═════ The input ═════

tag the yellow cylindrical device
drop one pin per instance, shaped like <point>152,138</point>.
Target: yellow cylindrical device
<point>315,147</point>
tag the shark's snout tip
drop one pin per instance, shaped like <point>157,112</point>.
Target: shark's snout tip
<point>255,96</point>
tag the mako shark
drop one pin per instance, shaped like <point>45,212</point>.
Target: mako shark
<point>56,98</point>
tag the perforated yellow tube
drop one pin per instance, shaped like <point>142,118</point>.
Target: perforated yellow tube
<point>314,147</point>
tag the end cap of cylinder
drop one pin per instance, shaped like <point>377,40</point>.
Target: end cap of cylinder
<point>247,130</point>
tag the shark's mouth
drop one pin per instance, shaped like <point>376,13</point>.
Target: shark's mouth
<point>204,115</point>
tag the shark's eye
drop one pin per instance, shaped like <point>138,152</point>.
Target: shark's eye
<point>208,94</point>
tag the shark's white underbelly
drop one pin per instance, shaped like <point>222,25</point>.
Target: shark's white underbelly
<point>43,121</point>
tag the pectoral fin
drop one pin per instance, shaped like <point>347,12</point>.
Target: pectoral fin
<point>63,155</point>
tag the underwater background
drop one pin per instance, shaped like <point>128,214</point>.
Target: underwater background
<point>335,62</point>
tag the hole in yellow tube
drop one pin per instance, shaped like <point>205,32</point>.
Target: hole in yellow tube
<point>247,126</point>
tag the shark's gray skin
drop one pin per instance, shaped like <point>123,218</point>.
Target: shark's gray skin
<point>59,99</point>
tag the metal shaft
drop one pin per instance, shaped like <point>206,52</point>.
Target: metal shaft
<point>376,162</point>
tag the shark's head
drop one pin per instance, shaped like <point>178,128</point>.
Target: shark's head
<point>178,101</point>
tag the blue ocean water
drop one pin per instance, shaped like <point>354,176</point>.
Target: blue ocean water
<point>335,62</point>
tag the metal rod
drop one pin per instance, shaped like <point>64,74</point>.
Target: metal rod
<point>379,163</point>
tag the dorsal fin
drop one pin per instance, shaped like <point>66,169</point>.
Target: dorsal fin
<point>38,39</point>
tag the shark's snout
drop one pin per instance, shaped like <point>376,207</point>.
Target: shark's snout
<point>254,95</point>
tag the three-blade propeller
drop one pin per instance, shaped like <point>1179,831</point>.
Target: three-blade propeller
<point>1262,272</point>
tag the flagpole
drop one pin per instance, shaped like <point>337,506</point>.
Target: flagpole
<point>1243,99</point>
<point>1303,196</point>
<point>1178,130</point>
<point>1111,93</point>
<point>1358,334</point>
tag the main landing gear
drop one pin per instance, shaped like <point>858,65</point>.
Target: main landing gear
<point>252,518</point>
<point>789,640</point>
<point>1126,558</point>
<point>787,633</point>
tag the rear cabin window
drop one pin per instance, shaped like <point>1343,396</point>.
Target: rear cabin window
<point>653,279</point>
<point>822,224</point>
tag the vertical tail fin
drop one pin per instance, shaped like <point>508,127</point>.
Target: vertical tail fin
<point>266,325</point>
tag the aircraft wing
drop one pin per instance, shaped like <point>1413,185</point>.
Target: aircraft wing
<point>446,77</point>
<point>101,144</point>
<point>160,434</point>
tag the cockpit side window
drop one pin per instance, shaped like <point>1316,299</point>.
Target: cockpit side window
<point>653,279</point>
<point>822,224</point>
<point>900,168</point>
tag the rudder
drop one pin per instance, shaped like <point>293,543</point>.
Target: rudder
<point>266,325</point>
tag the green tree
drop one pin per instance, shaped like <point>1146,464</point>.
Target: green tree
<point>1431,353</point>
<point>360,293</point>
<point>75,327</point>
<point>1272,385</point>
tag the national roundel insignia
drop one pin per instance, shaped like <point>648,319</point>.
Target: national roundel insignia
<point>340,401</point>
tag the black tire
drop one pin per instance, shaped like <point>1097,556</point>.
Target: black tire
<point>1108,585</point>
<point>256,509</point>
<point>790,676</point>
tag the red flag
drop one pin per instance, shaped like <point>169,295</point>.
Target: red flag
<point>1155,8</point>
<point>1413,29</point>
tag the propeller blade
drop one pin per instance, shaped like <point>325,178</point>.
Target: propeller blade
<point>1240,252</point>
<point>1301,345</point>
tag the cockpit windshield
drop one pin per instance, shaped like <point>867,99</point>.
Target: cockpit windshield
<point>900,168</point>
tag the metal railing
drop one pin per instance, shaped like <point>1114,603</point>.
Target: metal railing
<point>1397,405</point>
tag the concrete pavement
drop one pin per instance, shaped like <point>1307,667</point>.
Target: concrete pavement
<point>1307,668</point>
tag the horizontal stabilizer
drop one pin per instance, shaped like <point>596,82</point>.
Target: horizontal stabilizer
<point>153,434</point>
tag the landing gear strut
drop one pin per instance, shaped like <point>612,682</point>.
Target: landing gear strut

═════

All entries above are to be copied exactly, with none left out.

tag the yellow cylindrical device
drop one pin per instance, shaped like <point>152,138</point>.
Target: yellow cylindrical device
<point>315,147</point>
tag the shark's snout tip
drop one pin per instance, shaped like <point>157,112</point>.
Target: shark's snout tip
<point>255,96</point>
tag the mako shark
drop one pin per instance, shaped like <point>45,212</point>.
Target: mako shark
<point>56,98</point>
tag the perforated yellow tube
drop one pin per instance, shaped like <point>142,118</point>.
Target: perforated yellow tube
<point>314,147</point>
tag the end cap of cylinder
drop one pin per instance, shaped like <point>377,40</point>.
Target: end cap of cylinder
<point>247,130</point>
tag the shark's mouth
drop one pin per instance, shaped like <point>376,13</point>.
Target: shark's mouth
<point>204,115</point>
tag the shark's eye
drop one pin per instance, shaped like <point>138,152</point>.
Target: shark's eye
<point>208,94</point>
tag the shark's white underbelly
drop one pin per instance, shaped like <point>222,25</point>.
Target: shark's white underbelly
<point>43,121</point>
tag the pectoral fin
drop one pin per instance, shaped like <point>347,12</point>.
Target: pectoral fin
<point>63,155</point>
tag the underwater background
drop one pin per instance, shaped like <point>128,214</point>.
Target: underwater background
<point>335,62</point>
tag the hole in yellow tube
drop one pin per instance, shaped like <point>205,32</point>.
Target: hole in yellow tube
<point>247,126</point>
tag the shark's gray skin
drop one pin per instance, shaped like <point>123,218</point>.
Target: shark's gray skin
<point>59,99</point>
tag the metal shaft
drop one pin per instance, shaped like <point>206,52</point>.
Target: metal shaft
<point>376,162</point>
tag the shark's head
drop one pin per instance, shaped like <point>178,128</point>.
Target: shark's head
<point>178,101</point>
tag the blue ocean water
drop one pin per instance, shaped like <point>354,176</point>.
Target: blue ocean water
<point>335,62</point>
tag the metal rod
drop one pin per instance, shaped like <point>64,74</point>.
Target: metal rod
<point>379,163</point>
tag the dorsal fin
drop one pin per instance, shaped like <point>66,169</point>.
Target: dorsal fin
<point>38,39</point>
tag the shark's snout
drop one pin per instance, shaped like <point>376,207</point>.
Target: shark's snout
<point>254,95</point>
tag the three-blade propeller
drop one pin per instance, shaped like <point>1179,831</point>.
Target: three-blade propeller
<point>1262,272</point>
tag the flagpole
drop one pin per instance, shaped like <point>337,506</point>.
Target: flagpole
<point>1243,99</point>
<point>1303,196</point>
<point>1178,130</point>
<point>1111,93</point>
<point>1358,334</point>
tag the main landing gear
drop one pin per instance, shaped like <point>858,65</point>.
Target: main landing gear
<point>252,518</point>
<point>789,640</point>
<point>1126,558</point>
<point>787,633</point>
tag the rear cabin window
drop one pin per instance, shaped like <point>1343,396</point>.
Target: rear cabin window
<point>653,279</point>
<point>822,224</point>
tag the vertical tail fin
drop one pin per instance, shaped like <point>508,127</point>.
Target: vertical tail fin
<point>266,325</point>
tag the aircraft wing
drop one pin per instance, shaped like <point>1413,185</point>.
Target: aircraft wing
<point>446,77</point>
<point>101,144</point>
<point>160,434</point>
tag the cockpit side window
drop one pin per instance, shaped like <point>1316,299</point>.
Target: cockpit side window
<point>653,279</point>
<point>822,224</point>
<point>900,168</point>
tag the rudder
drop one pin per instance, shaped like <point>293,543</point>.
Target: rudder
<point>266,325</point>
tag the green tree
drop one pin per instance, shaped like <point>1146,464</point>.
Target: green tree
<point>1431,353</point>
<point>360,293</point>
<point>75,327</point>
<point>1272,385</point>
tag the national roundel insignia
drop one pin per instance, shaped like <point>648,319</point>.
Target: national roundel insignia
<point>340,401</point>
tag the black tire
drop one pin per instance, shaped like <point>1097,556</point>.
Target: black tire
<point>1108,585</point>
<point>256,509</point>
<point>790,676</point>
tag the red flag
drop one pin per instance, shaped like <point>169,295</point>.
Target: red flag
<point>1155,8</point>
<point>1413,29</point>
tag the propeller blade
drop one pin per instance, shaped like <point>325,178</point>.
Target: propeller blade
<point>1240,252</point>
<point>1301,345</point>
tag the cockpit windshield
drop one pin per instance, shaped like <point>867,99</point>.
Target: cockpit windshield
<point>900,168</point>
tag the metal railing
drop one pin per instance, shaped like <point>1114,603</point>.
Target: metal railing
<point>1397,405</point>
tag the concrete pavement
drop one pin per instance, shaped like <point>1307,667</point>.
Target: concrete pavement
<point>1307,668</point>
tag the horizontal stabilizer
drop one pin per instance, shaped like <point>596,82</point>.
Target: horizontal stabilizer
<point>153,434</point>
tag the landing gear strut
drop one pin per instance, shaped like <point>612,682</point>.
Target: landing gear strut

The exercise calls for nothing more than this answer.